Data shown ::
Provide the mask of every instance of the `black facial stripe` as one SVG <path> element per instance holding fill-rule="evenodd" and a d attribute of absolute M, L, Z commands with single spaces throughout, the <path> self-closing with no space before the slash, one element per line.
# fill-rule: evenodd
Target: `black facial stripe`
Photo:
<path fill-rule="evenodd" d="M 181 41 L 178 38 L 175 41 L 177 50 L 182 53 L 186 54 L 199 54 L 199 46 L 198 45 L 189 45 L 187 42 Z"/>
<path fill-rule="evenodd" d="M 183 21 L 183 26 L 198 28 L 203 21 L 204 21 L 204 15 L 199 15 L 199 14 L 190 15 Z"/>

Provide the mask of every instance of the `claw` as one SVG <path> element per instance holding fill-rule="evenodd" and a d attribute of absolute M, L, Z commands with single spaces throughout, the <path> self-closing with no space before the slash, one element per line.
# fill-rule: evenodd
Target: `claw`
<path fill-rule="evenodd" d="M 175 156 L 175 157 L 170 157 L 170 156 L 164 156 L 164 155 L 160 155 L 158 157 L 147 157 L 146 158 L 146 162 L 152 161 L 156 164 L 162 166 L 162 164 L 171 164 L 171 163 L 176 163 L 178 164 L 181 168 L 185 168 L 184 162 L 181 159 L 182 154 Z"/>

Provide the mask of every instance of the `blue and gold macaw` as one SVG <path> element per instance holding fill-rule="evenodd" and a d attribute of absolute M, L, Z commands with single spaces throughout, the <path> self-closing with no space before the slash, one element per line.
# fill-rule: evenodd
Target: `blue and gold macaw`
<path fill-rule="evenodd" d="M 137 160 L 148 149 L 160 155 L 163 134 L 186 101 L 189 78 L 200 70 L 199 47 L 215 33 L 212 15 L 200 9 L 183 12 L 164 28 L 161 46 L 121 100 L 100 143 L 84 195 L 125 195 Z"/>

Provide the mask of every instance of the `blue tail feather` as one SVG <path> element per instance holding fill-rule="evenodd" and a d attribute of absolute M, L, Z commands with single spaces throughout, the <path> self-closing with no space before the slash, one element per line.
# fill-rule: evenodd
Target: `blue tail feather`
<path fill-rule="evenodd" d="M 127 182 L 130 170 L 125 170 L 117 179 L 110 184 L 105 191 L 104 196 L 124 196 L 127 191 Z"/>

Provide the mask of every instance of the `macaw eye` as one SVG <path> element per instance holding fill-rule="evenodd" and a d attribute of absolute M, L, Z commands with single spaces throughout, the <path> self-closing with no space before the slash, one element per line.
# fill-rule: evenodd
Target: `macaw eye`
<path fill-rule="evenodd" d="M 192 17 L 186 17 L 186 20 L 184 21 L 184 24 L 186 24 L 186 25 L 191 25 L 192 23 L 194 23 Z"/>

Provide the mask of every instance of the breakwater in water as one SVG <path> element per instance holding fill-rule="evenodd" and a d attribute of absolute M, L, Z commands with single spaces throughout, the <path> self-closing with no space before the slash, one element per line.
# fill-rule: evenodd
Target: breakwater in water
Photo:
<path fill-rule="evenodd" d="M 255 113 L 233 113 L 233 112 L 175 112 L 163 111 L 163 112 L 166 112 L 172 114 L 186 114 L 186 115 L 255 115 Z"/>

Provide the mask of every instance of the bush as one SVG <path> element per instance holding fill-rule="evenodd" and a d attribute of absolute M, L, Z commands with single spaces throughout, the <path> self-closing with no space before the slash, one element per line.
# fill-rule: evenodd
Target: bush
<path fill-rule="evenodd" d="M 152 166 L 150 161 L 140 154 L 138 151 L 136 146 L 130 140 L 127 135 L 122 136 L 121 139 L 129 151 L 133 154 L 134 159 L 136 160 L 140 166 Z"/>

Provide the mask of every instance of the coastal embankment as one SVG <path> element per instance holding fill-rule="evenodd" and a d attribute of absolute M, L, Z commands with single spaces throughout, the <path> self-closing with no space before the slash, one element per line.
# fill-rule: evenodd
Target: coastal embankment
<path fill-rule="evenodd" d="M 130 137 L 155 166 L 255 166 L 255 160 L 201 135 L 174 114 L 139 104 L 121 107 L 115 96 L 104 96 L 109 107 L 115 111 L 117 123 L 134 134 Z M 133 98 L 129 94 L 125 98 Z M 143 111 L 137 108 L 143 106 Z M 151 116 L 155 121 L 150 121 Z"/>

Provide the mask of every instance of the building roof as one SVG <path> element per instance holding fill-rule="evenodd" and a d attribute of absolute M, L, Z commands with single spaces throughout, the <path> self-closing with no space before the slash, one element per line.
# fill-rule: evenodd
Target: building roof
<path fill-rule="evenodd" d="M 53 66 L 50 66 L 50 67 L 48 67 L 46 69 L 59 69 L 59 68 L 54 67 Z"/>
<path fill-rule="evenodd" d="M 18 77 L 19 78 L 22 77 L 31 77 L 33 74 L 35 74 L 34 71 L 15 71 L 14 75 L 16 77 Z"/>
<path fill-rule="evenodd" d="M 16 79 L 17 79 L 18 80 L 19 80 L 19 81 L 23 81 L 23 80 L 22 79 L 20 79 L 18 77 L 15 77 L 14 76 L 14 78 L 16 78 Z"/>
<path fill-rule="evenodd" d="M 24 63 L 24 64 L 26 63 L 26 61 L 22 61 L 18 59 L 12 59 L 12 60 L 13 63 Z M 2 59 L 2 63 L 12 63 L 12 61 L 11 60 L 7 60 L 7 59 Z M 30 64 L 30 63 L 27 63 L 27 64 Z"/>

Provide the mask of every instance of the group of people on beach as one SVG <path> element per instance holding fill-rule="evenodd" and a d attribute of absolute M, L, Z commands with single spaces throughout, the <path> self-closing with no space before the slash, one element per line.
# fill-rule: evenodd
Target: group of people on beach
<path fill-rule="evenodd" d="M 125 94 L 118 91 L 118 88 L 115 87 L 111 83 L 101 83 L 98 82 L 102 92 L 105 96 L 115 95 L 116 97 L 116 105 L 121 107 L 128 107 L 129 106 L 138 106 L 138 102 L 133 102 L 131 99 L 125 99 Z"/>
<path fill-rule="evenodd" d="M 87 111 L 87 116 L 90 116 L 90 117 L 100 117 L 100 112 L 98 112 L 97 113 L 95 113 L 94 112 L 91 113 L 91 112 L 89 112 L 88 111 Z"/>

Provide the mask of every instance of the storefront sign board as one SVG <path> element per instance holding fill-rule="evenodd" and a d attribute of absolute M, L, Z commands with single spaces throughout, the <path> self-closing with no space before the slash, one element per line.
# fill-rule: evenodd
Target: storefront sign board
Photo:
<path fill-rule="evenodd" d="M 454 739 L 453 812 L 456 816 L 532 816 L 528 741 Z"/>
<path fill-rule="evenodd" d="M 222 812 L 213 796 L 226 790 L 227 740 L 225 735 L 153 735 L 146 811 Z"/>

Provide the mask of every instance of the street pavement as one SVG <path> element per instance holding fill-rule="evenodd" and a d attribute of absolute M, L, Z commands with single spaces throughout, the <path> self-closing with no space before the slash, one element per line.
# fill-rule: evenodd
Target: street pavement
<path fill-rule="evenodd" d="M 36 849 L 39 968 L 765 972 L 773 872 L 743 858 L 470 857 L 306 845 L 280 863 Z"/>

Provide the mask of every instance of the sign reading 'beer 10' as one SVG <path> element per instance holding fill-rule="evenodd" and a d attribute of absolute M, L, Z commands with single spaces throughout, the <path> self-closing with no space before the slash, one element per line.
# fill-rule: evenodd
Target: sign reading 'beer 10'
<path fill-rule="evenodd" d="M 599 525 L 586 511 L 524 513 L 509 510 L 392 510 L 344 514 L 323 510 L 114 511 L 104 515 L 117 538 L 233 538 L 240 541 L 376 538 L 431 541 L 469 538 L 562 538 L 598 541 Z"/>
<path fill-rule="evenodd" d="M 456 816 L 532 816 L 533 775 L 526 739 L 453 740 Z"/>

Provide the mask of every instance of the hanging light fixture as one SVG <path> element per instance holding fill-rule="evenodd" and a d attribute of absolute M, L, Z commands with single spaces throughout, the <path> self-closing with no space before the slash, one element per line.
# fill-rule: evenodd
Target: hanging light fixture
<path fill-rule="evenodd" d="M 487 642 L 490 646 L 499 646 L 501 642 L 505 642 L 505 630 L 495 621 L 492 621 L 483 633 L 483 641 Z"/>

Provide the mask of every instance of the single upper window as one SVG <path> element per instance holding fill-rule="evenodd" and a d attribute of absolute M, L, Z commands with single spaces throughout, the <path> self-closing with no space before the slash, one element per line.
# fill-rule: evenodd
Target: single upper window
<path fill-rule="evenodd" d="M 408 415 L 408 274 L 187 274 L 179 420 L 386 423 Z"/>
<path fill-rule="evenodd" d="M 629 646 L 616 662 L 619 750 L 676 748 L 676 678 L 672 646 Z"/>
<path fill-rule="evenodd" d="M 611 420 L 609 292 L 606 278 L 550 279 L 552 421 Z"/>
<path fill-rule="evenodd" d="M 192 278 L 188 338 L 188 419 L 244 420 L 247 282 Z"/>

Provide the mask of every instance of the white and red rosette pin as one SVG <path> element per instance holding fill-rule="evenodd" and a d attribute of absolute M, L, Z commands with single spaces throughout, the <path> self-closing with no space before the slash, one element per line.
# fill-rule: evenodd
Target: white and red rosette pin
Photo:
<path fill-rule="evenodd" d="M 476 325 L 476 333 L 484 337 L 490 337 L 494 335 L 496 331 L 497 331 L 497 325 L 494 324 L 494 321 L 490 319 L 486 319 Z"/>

Exercise directions ::
Recast the stretch of the material from the line containing "Provide the mask of every instance of the sign" through the line containing "487 642 L 490" as a numbered list, leaving out blank lines.

Solution to this task ::
1. Provide the mask of every instance of the sign reading 'beer 10' as one SVG <path> element per instance holding fill-rule="evenodd" and a d attribute of absolute M, L, Z commands with single spaces throughout, the <path> self-closing with no space before the slash, one element per line.
2. # fill-rule: evenodd
3. Target: sign reading 'beer 10'
4. <path fill-rule="evenodd" d="M 599 525 L 586 511 L 524 513 L 509 510 L 392 510 L 344 514 L 323 510 L 114 511 L 104 515 L 117 538 L 233 538 L 240 541 L 376 538 L 431 541 L 469 538 L 562 538 L 598 541 Z"/>
5. <path fill-rule="evenodd" d="M 456 816 L 532 816 L 533 775 L 526 739 L 453 740 Z"/>
6. Provide the mask of every instance of the hanging light fixture as one SVG <path> element per instance holding fill-rule="evenodd" and a d attribute of absolute M, L, Z commands with single spaces throughout, the <path> self-closing with no space before the slash, one element per line.
7. # fill-rule: evenodd
8. Target: hanging light fixture
9. <path fill-rule="evenodd" d="M 487 642 L 490 646 L 499 646 L 501 642 L 505 642 L 505 630 L 495 621 L 492 621 L 483 633 L 483 641 Z"/>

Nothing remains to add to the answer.